• _TASKS TO PERFORM_
(A) Repeat everything in the Jordan Hall article from "Stanford will review" down to "of particular doctrines.", word for word.
(B) Name every professor whom the Jordan Hall article lists as writing the Department of Psychology's letter.

• _QUOTED PASSAGE_
====

Stanford to review requests for Jordan Hall renaming and statue removal

President Marc Tessier-Lavigne will appoint a committee to review requests that question views and practices of the university’s founding president and his mentor.

Stanford will review requests submitted by the Department of Psychology and a student-led group to rename Jordan Hall and remove a statue outside the building because of their namesakes’ promotion of particular doctrines.

Jordan Hall is home to the Department of Psychology, whose faculty members recently voted unanimously to request the name change and removal of the statue of Louis Agassiz. (Image credit: Kate Chesley)

Jordan Hall, then known as the Zoology building, was named in 1917 for David Starr Jordan (1851-1931). A prominent ichthyologist and Stanford’s founding president, he also was engaged in the American eugenics movement, which promoted controlled reproduction based on genetics.

The statue, which was placed above the building’s entrance in 1902, depicts Louis Agassiz (1807-1873), who was a mentor to Jordan but has no significant association with the university. Agassiz, a renowned scholar of natural history, promoted polygenism, which holds that human racial groups have different ancestral origins and are unequal.

Stanford President Marc Tessier-Lavigne said he will appoint a committee to review and report back on the two requests, following principles adopted in 2018 for considering the renaming of campus features named for historical figures with complex legacies.

Jordan Hall is home to the Department of Psychology, whose faculty members recently voted unanimously to request the name change and removal of the statue. They made their request in a letter from Professors Anthony Wagner, Steven O. Roberts, Greg Walton and Brian Wandell. Their request can be found here.

The Stanford Eugenics History Project, a group founded by Stanford undergraduate Ben Maldonado, also asked the university to rename the building. The group’s request can be found here.

In response, Tessier-Lavigne told the groups: “I will ask the committee to engage robustly with the campus community on the issues raised in the requests, which will not be possible to do at a distance during the COVID-19 shelter-in-place. Therefore, the committee will be convened when we have returned to campus in person.”

The principles for considering such renaming requests include a number of factors, including the harmful impact of a person’s behavior, the centrality of the behavior to the person’s life as a whole, the person’s relation to university history, community identification with the named feature, the strength and clarity of the historical evidence, possibilities for mitigation, and others.

Those principles guided the university’s decision in 2018 to rename some, but not all, campus features that had been named for Father Junipero Serra, the 18th-century founder of the California mission system. Those spaces include the newly renamed Jane Stanford Way, the pedestrian and bicycle mall along the front of the main Stanford campus; Carolyn Lewis Attneave House, home to the Clayman Institute for Gender Research; and Sally Ride House in the Stern Hall undergraduate residence complex. The name of Serra Street between Campus Drive East and El Camino Real was, however, retained.

A description of the considerations leading to the decision to retain the name on one feature but remove it from the others can be found on the Campus Names website.

====

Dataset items
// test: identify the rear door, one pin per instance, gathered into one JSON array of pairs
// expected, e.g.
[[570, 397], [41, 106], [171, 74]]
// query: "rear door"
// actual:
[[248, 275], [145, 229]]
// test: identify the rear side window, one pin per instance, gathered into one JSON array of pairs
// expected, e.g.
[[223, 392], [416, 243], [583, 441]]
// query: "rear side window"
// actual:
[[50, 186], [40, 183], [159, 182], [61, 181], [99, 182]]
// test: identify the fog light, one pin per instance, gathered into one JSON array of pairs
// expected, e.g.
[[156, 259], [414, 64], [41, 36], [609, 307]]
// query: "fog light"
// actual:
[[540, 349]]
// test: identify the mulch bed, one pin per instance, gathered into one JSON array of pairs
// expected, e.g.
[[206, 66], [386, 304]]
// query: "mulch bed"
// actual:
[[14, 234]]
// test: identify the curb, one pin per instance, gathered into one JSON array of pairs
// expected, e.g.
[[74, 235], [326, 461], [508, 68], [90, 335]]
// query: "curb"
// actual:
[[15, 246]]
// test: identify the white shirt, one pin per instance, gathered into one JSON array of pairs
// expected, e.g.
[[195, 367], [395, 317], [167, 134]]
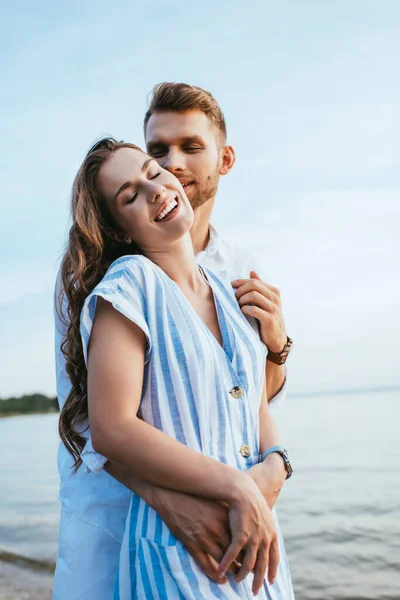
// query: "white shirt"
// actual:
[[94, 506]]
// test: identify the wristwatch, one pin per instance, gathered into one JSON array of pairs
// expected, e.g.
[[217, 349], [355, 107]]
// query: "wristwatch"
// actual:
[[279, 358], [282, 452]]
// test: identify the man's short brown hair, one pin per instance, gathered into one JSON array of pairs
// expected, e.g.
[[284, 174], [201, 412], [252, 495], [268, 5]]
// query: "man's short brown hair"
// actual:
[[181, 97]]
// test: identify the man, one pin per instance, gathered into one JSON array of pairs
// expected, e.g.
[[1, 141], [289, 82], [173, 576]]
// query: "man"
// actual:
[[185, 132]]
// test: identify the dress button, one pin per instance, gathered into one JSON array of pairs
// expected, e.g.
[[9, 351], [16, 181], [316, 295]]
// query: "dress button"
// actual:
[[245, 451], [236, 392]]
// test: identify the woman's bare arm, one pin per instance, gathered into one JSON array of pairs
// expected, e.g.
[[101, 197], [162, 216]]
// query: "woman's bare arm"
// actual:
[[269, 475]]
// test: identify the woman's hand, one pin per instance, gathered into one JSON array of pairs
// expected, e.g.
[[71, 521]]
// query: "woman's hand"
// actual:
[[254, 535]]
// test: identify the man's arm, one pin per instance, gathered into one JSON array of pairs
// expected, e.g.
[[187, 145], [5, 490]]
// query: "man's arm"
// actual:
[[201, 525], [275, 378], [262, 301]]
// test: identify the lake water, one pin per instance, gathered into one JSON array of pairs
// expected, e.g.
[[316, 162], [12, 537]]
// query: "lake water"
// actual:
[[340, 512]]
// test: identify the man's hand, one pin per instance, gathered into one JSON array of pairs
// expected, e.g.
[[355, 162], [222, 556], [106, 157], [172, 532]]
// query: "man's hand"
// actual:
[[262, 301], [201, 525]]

====

• _OUTPUTS IN ORDER_
(A)
Stanford will review requests submitted by the Department of Psychology and a student-led group to rename Jordan Hall and remove a statue outside the building because of their namesakes’ promotion of particular doctrines.

(B)
Anthony Wagner
Steven O. Roberts
Greg Walton
Brian Wandell